Exercise brief: An exact transcription of every record below is required, with the pictures left out.

Data shown:
>>>

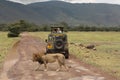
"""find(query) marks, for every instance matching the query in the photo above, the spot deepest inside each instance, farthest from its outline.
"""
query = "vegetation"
(107, 50)
(5, 44)
(57, 11)
(22, 25)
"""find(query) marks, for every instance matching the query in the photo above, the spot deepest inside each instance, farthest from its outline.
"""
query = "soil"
(19, 65)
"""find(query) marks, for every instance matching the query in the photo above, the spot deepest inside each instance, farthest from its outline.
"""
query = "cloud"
(71, 1)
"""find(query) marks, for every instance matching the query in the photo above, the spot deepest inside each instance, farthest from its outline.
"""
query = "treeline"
(22, 25)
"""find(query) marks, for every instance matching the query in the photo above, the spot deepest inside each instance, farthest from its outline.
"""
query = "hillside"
(57, 11)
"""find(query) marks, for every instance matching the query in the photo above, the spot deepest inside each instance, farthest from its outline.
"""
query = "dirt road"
(19, 66)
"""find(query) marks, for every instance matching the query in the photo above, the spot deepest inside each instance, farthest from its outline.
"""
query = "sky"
(71, 1)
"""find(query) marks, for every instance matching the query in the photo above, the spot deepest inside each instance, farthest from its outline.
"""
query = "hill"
(58, 11)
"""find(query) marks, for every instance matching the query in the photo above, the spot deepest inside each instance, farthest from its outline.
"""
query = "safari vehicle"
(57, 42)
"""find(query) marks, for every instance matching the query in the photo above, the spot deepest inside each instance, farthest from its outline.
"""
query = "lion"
(50, 58)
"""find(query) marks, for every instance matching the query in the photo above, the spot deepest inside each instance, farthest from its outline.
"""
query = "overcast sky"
(72, 1)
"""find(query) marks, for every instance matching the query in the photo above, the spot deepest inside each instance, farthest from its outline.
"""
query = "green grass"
(106, 57)
(5, 44)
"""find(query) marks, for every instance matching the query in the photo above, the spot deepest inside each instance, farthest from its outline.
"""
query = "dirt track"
(19, 66)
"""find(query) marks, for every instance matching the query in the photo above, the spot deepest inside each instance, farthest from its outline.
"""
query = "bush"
(10, 34)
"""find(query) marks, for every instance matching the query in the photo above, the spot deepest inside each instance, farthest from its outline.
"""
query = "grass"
(5, 44)
(106, 57)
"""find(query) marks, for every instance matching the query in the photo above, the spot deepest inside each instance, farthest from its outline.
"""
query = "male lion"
(50, 58)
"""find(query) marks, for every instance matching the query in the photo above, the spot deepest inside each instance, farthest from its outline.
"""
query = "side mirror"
(46, 40)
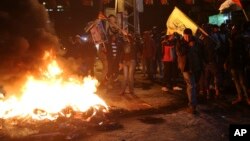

<<<

Reply:
"""find(query) marks, for every instance matching the query in the photo above, the spot deepest inside each instance, farthest from its outline.
"""
query = "vegetation"
(107, 50)
(5, 44)
(57, 11)
(22, 25)
"""find(query) marks, for every instance matching the query in the photo above, the spot deepest inside each instance, farthest from its outline.
"""
query = "soil"
(19, 65)
"""find(query) marks, for every instance matching the query in the photo above, the spot deepest inside each instance, farthest from its outline.
"""
query = "cloud"
(71, 1)
"""find(query) marks, for every instance matching the query in the photo above, the spot deepest inside each instance, farthest from its outline.
"""
query = "treeline"
(22, 25)
"""find(query) marks, for every instance matching the query in the photo above, the spot deepest inside each instance, farthest from its outline.
"""
query = "hillside"
(57, 11)
"""find(query) marks, for every instance matching the query in the photo above, the spot deepest inside each instance, farthest from its outline.
"""
query = "dirt road"
(19, 66)
"""find(query) marks, for every instance matching the query in the photo above, the spot deepest inside each instance, farthest from its outline.
"""
query = "sky"
(71, 1)
"""find(query) marks, for every instance matching the query in the photo above, the spot deepest inside each instance, farthest from its outline.
"""
query = "hill"
(58, 11)
"""find(query) marks, for every instance matching the query in the photo above, the spot deepest inside each instance, farthest from its outline.
"""
query = "safari vehicle"
(57, 42)
"""find(query) marks, for every instance matching the query in the photo above, the spot deepest inside each instance, farthest from its outline.
"""
query = "lion"
(50, 58)
"""find(query) marks, for every instance matching the query in the photo above, the spot deepest inside each instance, farthest from its outline.
"""
query = "overcast sky"
(72, 1)
"""find(query) marks, for every instance matching the query in the photo above, the spot deepest inside each instance, farthest from its outline.
"""
query = "green grass"
(106, 57)
(5, 44)
"""find(query) marks, for every instance matching the query in the photo above, the spot deepest inside each instance, farthest from its outline.
"""
query = "dirt track"
(19, 66)
"""find(query) marks, for every instance matching the query in the photo above, the spot deepest inside each instance, farthest from its outline.
"""
query = "bush"
(10, 34)
"""find(query) marks, for every instance matching the query in the photo above, the spot deepest inside each instance, farthest from its outline.
"""
query = "grass"
(5, 44)
(106, 57)
"""find(query) marks, for every instance matching the query in the photo above, the spot deepest inside each instance, farthest from its outline.
"""
query = "male lion"
(50, 58)
"""find(query) marks, for every instance matching the query in the photo above, the spot deepest inside each instance, farthest from its outline.
"""
query = "side mirror"
(46, 40)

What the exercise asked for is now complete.